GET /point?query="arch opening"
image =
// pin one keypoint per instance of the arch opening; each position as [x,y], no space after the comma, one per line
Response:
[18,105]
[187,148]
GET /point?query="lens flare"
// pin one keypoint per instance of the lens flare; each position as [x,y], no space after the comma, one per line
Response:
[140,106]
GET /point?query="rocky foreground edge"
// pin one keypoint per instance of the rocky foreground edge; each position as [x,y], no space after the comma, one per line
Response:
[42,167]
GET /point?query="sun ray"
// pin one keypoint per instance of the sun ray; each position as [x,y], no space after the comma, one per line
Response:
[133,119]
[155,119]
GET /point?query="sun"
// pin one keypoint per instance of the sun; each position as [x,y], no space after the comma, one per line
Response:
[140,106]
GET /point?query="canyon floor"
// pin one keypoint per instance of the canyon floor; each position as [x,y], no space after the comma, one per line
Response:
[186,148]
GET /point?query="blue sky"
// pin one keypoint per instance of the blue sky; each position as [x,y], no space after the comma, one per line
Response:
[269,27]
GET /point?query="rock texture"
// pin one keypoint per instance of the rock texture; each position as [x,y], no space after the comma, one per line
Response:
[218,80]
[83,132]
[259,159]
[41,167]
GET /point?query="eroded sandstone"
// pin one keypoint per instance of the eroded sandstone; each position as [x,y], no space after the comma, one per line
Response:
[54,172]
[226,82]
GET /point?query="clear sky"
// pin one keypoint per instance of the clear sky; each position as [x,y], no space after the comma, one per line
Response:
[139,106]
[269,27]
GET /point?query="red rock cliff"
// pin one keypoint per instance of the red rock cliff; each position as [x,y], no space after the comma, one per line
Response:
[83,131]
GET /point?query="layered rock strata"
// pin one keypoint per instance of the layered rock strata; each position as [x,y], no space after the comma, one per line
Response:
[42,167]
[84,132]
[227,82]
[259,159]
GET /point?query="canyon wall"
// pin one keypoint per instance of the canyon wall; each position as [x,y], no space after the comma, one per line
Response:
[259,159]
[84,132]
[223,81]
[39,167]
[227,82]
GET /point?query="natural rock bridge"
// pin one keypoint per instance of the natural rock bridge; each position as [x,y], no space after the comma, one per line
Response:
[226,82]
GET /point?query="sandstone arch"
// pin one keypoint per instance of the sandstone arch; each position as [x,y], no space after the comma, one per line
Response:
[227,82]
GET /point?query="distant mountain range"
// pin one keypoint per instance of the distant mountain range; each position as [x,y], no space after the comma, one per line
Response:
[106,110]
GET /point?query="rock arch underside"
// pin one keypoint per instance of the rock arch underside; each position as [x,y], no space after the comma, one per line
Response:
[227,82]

**********

**EXERCISE:** Give back the whole listing. Match it exactly.

**ANSWER BOX:**
GET /point?query="arch opening"
image =
// pin one keypoint per instance of the arch opening; each position as [x,y], no space after the comma, one per line
Response:
[18,105]
[187,148]
GET /point?query="lens flare"
// pin one keypoint per instance of the lens flare; each position as [x,y], no space after the comma, one per line
Response:
[140,106]
GET /point?query="rocky foreground edge"
// pin one keypoint per instance of the rocky foreground edge; each position as [x,y], no space after the comma, one per line
Response:
[42,167]
GET /point?query="sun ray"
// pin one keypoint per instance of the sun ray; each position as [x,y], no space after the comma, one per line
Response:
[133,119]
[155,119]
GET /point?query="sun"
// pin one keypoint per instance of the sun; each position as [x,y], no space after the comma, one per line
Response:
[140,106]
GET /point?query="canyon floor"
// pin one keypoint per instance of the canyon floor; each position as [x,y], no space after the comma, one per line
Response:
[186,148]
GET /point?query="blue sky"
// pin one keypoint per instance of the blue sky; each position as [x,y], no space after the comma, one per line
Response:
[269,27]
GET /point?query="rock texture"
// pin one keypoint per instance of the rock texture; each position as [x,y], no space after the comma, one per line
Response:
[218,80]
[83,132]
[259,159]
[41,167]
GET /point?query="eroded sandstone"
// pin one keypoint per instance of the eroded sandstone; each position as [x,y], no space after the comma, one per line
Response:
[54,172]
[226,82]
GET /point?query="clear sky"
// pin one keypoint per instance of the clear sky; each position as [x,y], no space after the comma, one per line
Response:
[139,106]
[269,27]
GET /point?query="red rock cliff"
// pin one keypoint per instance of the red rock cliff; each position as [x,y], no space after the comma, one per line
Response:
[83,131]
GET /point?query="layered rock strata"
// pin one keypoint per instance of the layered rock strata; each position as [x,y], no space after the comma, one per line
Response:
[42,167]
[84,132]
[227,82]
[259,159]
GET /point?query="canyon wall"
// pin one keypoint per instance of the canyon wall; each position as [x,y], no space after the comma, one per line
Response:
[259,159]
[84,132]
[223,81]
[39,167]
[227,82]
GET /point?query="natural rock bridge"
// pin one keypoint per instance of the natural rock bridge; each position as [x,y], no space after the comma, one per line
Response:
[226,82]
GET /point?query="sandstone arch"
// pin one keypoint per instance of the sandstone arch; each position as [x,y], no space after the comma, one per line
Response:
[227,82]
GET /point?query="distant mountain range"
// pin one keypoint per instance of the distant mountain range; each position as [x,y], no space after the comma, one per line
Response:
[106,110]
GET /point?query="rock arch underside"
// pin one keypoint per instance of the rock arch underside; each position as [x,y], no space after the comma, one per line
Response:
[227,82]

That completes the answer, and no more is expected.